MATERIAL PROVIDED ::
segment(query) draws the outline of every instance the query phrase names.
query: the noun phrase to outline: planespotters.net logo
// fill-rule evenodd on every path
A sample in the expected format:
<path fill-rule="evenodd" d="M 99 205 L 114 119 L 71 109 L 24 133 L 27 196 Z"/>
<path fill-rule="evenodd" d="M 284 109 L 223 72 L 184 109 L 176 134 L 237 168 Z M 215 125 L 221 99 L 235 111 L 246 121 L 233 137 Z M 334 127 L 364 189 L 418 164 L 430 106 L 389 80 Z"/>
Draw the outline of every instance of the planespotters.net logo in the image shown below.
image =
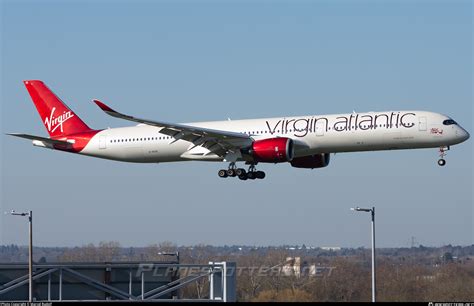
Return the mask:
<path fill-rule="evenodd" d="M 56 111 L 56 107 L 53 107 L 51 110 L 51 114 L 49 118 L 44 119 L 44 124 L 49 132 L 54 133 L 58 129 L 61 128 L 61 133 L 63 132 L 63 123 L 74 117 L 74 114 L 71 111 L 65 111 L 62 115 L 54 117 L 54 112 Z"/>
<path fill-rule="evenodd" d="M 429 302 L 428 306 L 474 306 L 474 303 L 471 302 Z"/>

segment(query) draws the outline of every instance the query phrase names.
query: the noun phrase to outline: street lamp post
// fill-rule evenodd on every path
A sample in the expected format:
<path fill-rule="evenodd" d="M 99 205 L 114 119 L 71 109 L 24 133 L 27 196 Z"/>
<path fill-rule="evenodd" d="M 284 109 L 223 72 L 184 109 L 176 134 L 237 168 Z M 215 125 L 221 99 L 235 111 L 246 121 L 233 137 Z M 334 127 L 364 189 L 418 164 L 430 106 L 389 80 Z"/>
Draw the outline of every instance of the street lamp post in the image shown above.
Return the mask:
<path fill-rule="evenodd" d="M 179 251 L 176 252 L 158 252 L 158 255 L 163 255 L 163 256 L 176 256 L 176 260 L 179 263 Z"/>
<path fill-rule="evenodd" d="M 375 207 L 372 208 L 351 208 L 354 211 L 370 212 L 372 215 L 372 302 L 375 302 Z"/>
<path fill-rule="evenodd" d="M 29 276 L 29 302 L 33 302 L 33 211 L 29 212 L 10 212 L 12 216 L 28 216 L 29 223 L 29 247 L 28 247 L 28 276 Z"/>

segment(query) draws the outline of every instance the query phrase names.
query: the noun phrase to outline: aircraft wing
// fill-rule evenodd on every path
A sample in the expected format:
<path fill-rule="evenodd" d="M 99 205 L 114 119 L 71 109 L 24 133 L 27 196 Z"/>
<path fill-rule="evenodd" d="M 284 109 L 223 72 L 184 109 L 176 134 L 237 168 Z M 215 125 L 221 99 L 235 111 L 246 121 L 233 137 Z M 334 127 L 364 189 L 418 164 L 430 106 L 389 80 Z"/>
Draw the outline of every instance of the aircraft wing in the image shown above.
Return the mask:
<path fill-rule="evenodd" d="M 99 100 L 93 101 L 110 116 L 162 128 L 160 133 L 174 138 L 171 143 L 178 140 L 185 140 L 193 143 L 194 145 L 191 146 L 188 151 L 197 146 L 202 146 L 208 149 L 210 153 L 225 157 L 230 153 L 238 154 L 241 148 L 250 146 L 253 141 L 249 135 L 244 133 L 136 118 L 119 113 Z"/>

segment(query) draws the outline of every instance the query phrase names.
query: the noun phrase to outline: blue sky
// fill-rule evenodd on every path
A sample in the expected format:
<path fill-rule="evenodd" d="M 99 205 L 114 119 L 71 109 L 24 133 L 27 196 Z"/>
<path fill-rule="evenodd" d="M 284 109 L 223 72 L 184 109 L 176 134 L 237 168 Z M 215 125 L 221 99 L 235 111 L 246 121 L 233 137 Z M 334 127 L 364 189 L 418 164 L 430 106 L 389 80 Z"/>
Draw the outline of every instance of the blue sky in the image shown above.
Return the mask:
<path fill-rule="evenodd" d="M 91 99 L 171 122 L 430 110 L 472 134 L 470 1 L 2 1 L 1 129 L 46 136 L 22 80 L 41 79 L 93 128 L 128 122 Z M 35 244 L 103 240 L 369 246 L 472 244 L 472 139 L 436 149 L 337 154 L 329 167 L 141 165 L 3 135 L 1 209 L 32 209 Z M 2 215 L 0 243 L 26 244 Z"/>

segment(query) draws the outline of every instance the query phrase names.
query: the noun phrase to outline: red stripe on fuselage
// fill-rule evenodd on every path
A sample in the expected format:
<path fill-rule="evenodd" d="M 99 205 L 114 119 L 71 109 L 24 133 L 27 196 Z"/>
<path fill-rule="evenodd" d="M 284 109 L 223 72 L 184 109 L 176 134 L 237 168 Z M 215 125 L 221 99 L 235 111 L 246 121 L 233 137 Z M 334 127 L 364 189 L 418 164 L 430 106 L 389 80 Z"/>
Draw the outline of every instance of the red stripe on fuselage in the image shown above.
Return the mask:
<path fill-rule="evenodd" d="M 84 150 L 87 144 L 91 141 L 92 137 L 94 137 L 100 131 L 102 130 L 91 130 L 84 133 L 68 135 L 67 137 L 54 138 L 57 140 L 67 140 L 67 141 L 73 140 L 74 143 L 71 143 L 70 145 L 53 145 L 53 147 L 54 149 L 60 150 L 60 151 L 79 153 L 82 150 Z"/>

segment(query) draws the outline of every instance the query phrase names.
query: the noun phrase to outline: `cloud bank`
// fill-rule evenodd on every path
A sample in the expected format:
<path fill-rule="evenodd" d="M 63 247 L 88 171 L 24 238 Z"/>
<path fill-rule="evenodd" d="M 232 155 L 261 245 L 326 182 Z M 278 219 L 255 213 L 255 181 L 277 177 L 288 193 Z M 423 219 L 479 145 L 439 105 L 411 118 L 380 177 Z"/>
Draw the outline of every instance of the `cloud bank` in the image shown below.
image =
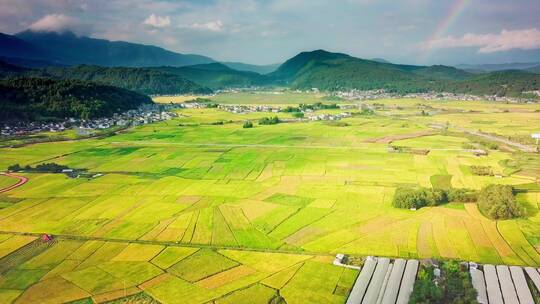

WORK REQUEST ::
Go line by line through the data above and report each one that holds the string "bank".

RESPONSE TO THE TASK ::
query: the noun phrase to outline: `cloud bank`
Draw the outline of every instance of the `cloud bank` in the image shown below.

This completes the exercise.